_Task requirements_:
An identical copy of all the records is what the answer must contain.

(Saved entries)

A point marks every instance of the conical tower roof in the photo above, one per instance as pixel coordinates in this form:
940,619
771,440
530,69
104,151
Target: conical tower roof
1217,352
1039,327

_Answer to this problem_:
A point marks every instance of the conical tower roof in the photo above, one per instance as pixel coordinates in this form:
940,619
771,440
530,69
104,151
Target: conical tower roof
1217,352
1039,327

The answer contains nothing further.